[REQUIRED TASK]: Rewrite the rows below as a numbered list with blank lines omitted. Leave the pictures out of your answer.

[Data listing]
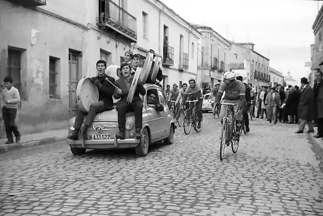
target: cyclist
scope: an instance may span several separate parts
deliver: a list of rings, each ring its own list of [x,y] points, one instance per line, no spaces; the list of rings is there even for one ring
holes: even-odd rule
[[[233,71],[226,72],[224,75],[223,82],[220,84],[220,87],[218,92],[218,95],[216,98],[216,104],[219,104],[221,97],[225,91],[226,93],[223,98],[224,103],[234,103],[233,110],[231,110],[232,114],[238,108],[238,111],[236,116],[236,134],[234,135],[233,139],[239,141],[240,140],[240,131],[242,125],[242,109],[243,109],[246,103],[246,87],[243,83],[236,79],[236,74]],[[223,119],[225,116],[227,106],[221,106],[220,111],[220,119]],[[223,123],[223,120],[221,120],[221,123]]]
[[[178,106],[179,106],[179,104],[182,103],[182,100],[183,100],[183,96],[185,93],[186,89],[187,89],[187,84],[183,83],[183,84],[182,85],[182,89],[181,89],[181,90],[180,90],[180,92],[178,93],[178,96],[177,97],[177,99],[176,99],[176,103],[177,103],[177,104],[178,104]]]
[[[201,122],[202,121],[202,103],[203,99],[201,100],[201,98],[203,97],[202,89],[196,84],[195,80],[191,78],[188,80],[188,83],[190,86],[187,87],[185,93],[183,95],[182,103],[185,104],[185,101],[187,100],[188,97],[189,100],[198,100],[196,103],[196,111],[197,113],[197,117],[198,118],[198,122],[197,127],[201,127]],[[193,106],[193,104],[191,106]]]
[[[247,102],[246,105],[243,108],[242,110],[242,115],[243,115],[243,120],[244,120],[244,125],[246,126],[246,132],[248,133],[250,131],[249,128],[249,116],[248,115],[248,111],[250,108],[250,90],[249,88],[248,84],[245,82],[243,82],[242,80],[243,78],[241,76],[238,76],[236,78],[237,80],[240,80],[242,82],[245,87],[246,88],[246,101]]]

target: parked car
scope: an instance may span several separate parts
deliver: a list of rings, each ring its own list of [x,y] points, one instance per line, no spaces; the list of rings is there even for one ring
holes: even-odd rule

[THE RESULT]:
1. target: cyclist
2. scope: an instance may span several separate parts
3. deliver: a list of rings, each ring its own list of [x,y] points, one instance per line, no spaces; the list of rings is there even for one ring
4. holes: even-odd rule
5. [[[233,71],[226,72],[224,75],[223,82],[220,84],[220,87],[218,92],[218,95],[216,98],[216,104],[219,104],[221,97],[225,91],[226,93],[223,98],[224,103],[234,103],[233,110],[231,110],[232,114],[238,108],[238,111],[236,116],[236,134],[234,135],[233,139],[239,141],[240,140],[240,131],[242,125],[242,109],[243,109],[246,103],[246,87],[243,83],[236,79],[236,74]],[[223,119],[225,116],[227,106],[221,106],[220,111],[220,119]],[[223,123],[223,120],[221,120],[221,123]]]
6. [[[178,106],[179,106],[179,104],[182,103],[182,100],[183,100],[183,96],[185,93],[186,89],[187,89],[187,84],[183,83],[183,84],[182,85],[182,89],[181,89],[181,90],[180,90],[180,92],[178,93],[178,96],[177,97],[177,99],[176,99],[176,103],[177,103],[177,104],[178,104]]]
7. [[[201,122],[202,121],[202,103],[203,99],[201,100],[201,98],[203,97],[202,89],[196,84],[195,80],[191,78],[188,80],[188,83],[190,86],[187,87],[185,93],[183,95],[182,103],[185,104],[185,101],[187,100],[188,97],[189,100],[198,100],[196,103],[196,111],[197,113],[197,117],[198,118],[198,122],[197,127],[201,127]],[[193,106],[193,104],[191,106]]]
8. [[[247,102],[246,105],[243,108],[242,110],[242,115],[243,115],[243,120],[244,120],[244,125],[246,126],[246,132],[248,133],[250,131],[249,128],[249,116],[248,115],[248,111],[250,108],[250,90],[249,88],[248,84],[245,82],[243,82],[242,80],[243,78],[241,76],[238,76],[236,78],[237,80],[240,80],[242,82],[245,87],[246,88],[246,101]]]
9. target: parked car
10. scope: an instance may span several separate parts
11. deliver: a list of rings, each ring its own list of [x,y] points, one instance per line, no spaces; the list of rings is there even for one ring
12. holes: even-odd rule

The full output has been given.